[Records contained in a dataset]

*-*-*

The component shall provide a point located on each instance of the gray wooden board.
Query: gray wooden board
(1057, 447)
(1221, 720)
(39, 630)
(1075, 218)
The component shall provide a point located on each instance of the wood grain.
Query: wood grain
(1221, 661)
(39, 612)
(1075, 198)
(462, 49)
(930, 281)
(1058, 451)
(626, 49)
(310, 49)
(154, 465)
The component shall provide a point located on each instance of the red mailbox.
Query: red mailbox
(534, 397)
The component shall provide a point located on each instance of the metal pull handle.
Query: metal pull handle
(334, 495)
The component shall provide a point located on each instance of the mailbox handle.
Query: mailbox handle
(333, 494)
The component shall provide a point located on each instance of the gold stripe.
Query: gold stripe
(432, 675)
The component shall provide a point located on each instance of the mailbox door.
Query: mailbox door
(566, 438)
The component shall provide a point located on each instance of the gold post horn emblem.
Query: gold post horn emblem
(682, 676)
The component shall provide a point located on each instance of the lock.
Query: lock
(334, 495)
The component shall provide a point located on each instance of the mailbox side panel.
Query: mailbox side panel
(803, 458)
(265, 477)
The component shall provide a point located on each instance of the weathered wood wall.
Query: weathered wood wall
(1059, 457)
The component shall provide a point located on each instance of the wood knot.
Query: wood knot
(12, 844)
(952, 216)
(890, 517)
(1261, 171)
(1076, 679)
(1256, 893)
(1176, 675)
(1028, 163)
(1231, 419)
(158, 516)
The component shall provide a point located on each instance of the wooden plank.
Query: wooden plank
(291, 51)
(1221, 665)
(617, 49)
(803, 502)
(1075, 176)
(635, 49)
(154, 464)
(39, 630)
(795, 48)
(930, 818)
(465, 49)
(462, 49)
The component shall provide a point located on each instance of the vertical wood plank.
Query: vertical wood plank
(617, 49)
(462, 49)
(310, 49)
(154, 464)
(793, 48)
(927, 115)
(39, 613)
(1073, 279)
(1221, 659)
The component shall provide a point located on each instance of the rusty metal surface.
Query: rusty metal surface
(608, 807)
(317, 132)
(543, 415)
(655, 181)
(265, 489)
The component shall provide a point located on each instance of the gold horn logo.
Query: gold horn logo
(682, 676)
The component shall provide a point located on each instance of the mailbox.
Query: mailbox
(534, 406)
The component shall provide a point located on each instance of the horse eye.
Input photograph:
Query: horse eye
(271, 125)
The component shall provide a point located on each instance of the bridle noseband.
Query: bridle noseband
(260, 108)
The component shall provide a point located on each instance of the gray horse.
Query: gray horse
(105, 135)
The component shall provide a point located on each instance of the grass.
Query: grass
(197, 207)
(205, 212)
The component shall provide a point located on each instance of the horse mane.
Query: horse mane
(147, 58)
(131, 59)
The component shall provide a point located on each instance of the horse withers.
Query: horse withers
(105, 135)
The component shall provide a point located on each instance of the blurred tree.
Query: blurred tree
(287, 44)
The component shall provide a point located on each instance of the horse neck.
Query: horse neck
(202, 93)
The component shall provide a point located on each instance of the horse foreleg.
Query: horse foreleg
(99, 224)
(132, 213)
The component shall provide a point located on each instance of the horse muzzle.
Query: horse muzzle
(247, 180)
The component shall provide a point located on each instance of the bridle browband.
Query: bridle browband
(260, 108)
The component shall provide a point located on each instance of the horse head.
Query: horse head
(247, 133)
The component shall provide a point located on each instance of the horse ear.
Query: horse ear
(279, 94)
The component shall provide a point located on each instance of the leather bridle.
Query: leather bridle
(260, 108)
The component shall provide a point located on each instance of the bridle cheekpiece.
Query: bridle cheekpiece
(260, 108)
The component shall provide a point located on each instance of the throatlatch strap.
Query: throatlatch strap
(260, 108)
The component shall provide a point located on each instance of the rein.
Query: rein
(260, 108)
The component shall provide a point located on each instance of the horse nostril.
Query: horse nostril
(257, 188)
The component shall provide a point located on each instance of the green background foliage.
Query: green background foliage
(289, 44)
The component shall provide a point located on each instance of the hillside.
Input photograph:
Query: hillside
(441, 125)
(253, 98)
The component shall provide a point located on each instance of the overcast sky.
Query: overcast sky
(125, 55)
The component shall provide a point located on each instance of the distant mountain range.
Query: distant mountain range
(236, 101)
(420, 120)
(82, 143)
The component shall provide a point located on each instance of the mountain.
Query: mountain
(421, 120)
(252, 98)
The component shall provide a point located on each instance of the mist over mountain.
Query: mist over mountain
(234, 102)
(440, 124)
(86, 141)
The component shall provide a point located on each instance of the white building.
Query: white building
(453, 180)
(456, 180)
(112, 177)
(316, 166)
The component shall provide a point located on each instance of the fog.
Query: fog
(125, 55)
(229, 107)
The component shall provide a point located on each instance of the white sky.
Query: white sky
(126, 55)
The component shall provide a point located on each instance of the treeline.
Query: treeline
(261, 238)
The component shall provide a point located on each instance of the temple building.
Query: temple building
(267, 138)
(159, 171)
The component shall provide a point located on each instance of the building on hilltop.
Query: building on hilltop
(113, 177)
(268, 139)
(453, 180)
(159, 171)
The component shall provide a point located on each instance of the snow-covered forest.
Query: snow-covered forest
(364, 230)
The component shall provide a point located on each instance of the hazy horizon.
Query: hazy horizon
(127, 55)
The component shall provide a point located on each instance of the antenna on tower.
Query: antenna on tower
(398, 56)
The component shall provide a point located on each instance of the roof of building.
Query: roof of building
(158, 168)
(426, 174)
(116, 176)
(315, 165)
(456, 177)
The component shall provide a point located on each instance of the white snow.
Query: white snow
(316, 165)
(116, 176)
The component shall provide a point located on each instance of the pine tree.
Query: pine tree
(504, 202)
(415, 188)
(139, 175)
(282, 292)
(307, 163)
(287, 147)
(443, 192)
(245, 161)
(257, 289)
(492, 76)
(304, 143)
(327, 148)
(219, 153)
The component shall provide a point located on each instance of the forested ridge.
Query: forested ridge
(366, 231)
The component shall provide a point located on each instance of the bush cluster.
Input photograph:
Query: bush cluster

*-*-*

*Given request*.
Extract all of the data above and output it character for character.

*Task answer*.
The component shall provide a point located on each instance of the gray wooden board.
Query: gray wooden board
(1057, 447)
(1221, 720)
(39, 630)
(1075, 218)
The component shall provide a point located on each instance of the wood grain.
Query: wood grain
(1221, 661)
(39, 612)
(1075, 198)
(462, 49)
(930, 281)
(1058, 451)
(626, 49)
(310, 49)
(154, 465)
The component shall provide a point located on each instance of the red mailbox.
Query: red mailbox
(534, 397)
The component shall provide a point located on each instance of the metal pull handle.
Query: metal pull handle
(334, 495)
The component shall provide a point located on each instance of the mailbox handle.
Query: mailbox handle
(333, 494)
The component shall provide a point located on each instance of the gold stripe.
Query: gold stripe
(432, 675)
The component shall provide a point located on each instance of the mailbox door.
Query: mailbox door
(566, 438)
The component shall provide a point located on each instance of the gold post horn emblem.
Query: gold post horn emblem
(682, 676)
The component shall provide a point located on each instance of the lock.
Query: lock
(334, 495)
The component shall provide a point located on each instance of the mailbox side panel.
Query: mailbox side panel
(803, 458)
(265, 477)
The component shall provide a point located on each instance of the weathered wood wall.
Query: weathered wood wall
(1059, 457)
The component shall provide a point located on each instance of the wood knot.
Query: wood knot
(12, 844)
(952, 216)
(890, 517)
(1261, 171)
(1076, 679)
(1256, 893)
(1176, 675)
(1028, 163)
(1231, 419)
(158, 516)
The component shall provide a point located on each instance of the wooden plank.
Query: wooden plank
(291, 51)
(1221, 665)
(617, 49)
(803, 502)
(1075, 176)
(635, 49)
(154, 464)
(39, 630)
(795, 48)
(930, 818)
(465, 49)
(462, 49)
The component shall provide a point located on each instance of the vertical wood plank.
Query: vertical wood plank
(617, 49)
(462, 49)
(310, 49)
(154, 464)
(793, 48)
(927, 115)
(39, 613)
(1073, 279)
(1221, 659)
The component shall provide a point located on each instance of the rusty metal surface.
Query: rusty metal surface
(608, 807)
(317, 132)
(543, 415)
(655, 181)
(265, 489)
The component shall provide a point located on each instance of the gold horn logo.
Query: gold horn logo
(682, 676)
The component shall provide a point located on each instance of the mailbox.
Query: mailbox
(534, 406)
The component shall provide a point located on each instance of the horse eye.
Input photograph:
Query: horse eye
(271, 125)
The component shall provide a point located on each instance of the bridle noseband.
Query: bridle noseband
(260, 108)
The component shall provide a point located on each instance of the gray horse.
Query: gray horse
(105, 135)
The component shall provide a point located on each instance of the grass.
Query: grass
(197, 207)
(205, 212)
The component shall provide a point located on each instance of the horse mane.
Query: horse mane
(147, 58)
(131, 59)
The component shall provide a point located on each instance of the horse withers.
Query: horse withers
(105, 135)
The component shall provide a point located on each instance of the blurred tree.
Query: blurred tree
(287, 44)
The component shall provide a point located on each instance of the horse neck.
Query: horse neck
(202, 93)
The component shall provide a point located on each instance of the horse foreleg.
Query: horse foreleg
(99, 224)
(132, 213)
The component shall provide a point located on each instance of the horse muzzle.
Query: horse muzzle
(247, 180)
The component shall provide a point located on each instance of the bridle browband.
Query: bridle browband
(260, 108)
The component shall provide a point located on each instance of the horse head.
Query: horse head
(247, 133)
The component shall provide a point located on each instance of the horse ear.
Query: horse ear
(279, 94)
The component shall provide a point located on each instance of the leather bridle.
Query: leather bridle
(260, 108)
The component shall provide a point located on each instance of the bridle cheekpiece.
Query: bridle cheekpiece
(260, 108)
The component shall provide a point located on each instance of the throatlatch strap.
Query: throatlatch strap
(260, 108)
The component shall provide a point located on each instance of the rein.
Query: rein
(260, 108)
The component shall provide a point located on each instance of the horse nostril.
Query: horse nostril
(257, 188)
The component shall provide a point located on each instance of the green background foliage.
Query: green background foliage
(289, 44)
The component shall provide a point located on each instance of the hillside.
Input photograph:
Query: hillside
(441, 125)
(253, 98)
The component shall provide a point located on each instance of the overcast sky.
Query: overcast sky
(125, 55)
The component shall provide a point located on each instance of the distant mountain range.
Query: distant mountain range
(236, 101)
(420, 120)
(82, 143)
The component shall provide a point located on each instance of the mountain.
Query: mountain
(421, 120)
(252, 98)
The component shall provide a point located on each instance of the mist over mountain.
Query: mist over mountain
(234, 102)
(440, 124)
(86, 141)
The component shall provide a point located on each instance of the white building.
Query: white building
(453, 180)
(456, 180)
(112, 177)
(316, 166)
The component shall provide a point located on each instance of the fog.
Query: fog
(125, 55)
(229, 107)
The component shall provide a point located on each instance of the white sky.
Query: white sky
(126, 55)
The component shall provide a point located on each instance of the treeline.
Query: treeline
(261, 238)
The component shall provide a point located on each instance of the temple building.
Query: temple building
(267, 138)
(159, 171)
The component shall provide a point located on each instance of the building on hilltop.
Query: building on hilltop
(113, 177)
(268, 139)
(453, 180)
(159, 171)
The component shall provide a point located on each instance of the snow-covered forest.
Query: snow-covered forest
(364, 230)
The component shall provide a point located on each instance of the hazy horizon.
Query: hazy horizon
(127, 55)
The component shall provide a point located on each instance of the antenna on tower.
Query: antenna on tower
(398, 56)
The component shall provide a point located on each instance of the roof of building.
Query: roof of building
(158, 168)
(426, 174)
(116, 176)
(315, 165)
(456, 177)
The component shall provide a point located on each instance of the white snow.
Query: white snow
(316, 165)
(116, 176)
The component shall provide a point located on each instance of the pine tree.
Query: pine tree
(504, 202)
(415, 188)
(139, 175)
(282, 292)
(307, 163)
(287, 147)
(443, 192)
(245, 161)
(257, 289)
(492, 76)
(304, 143)
(327, 148)
(219, 153)
The component shall provide a point located on each instance of the forested ridge.
Query: forested ridge
(366, 231)
The component shall provide a point located on each instance of the bush cluster.
Input photograph:
Query: bush cluster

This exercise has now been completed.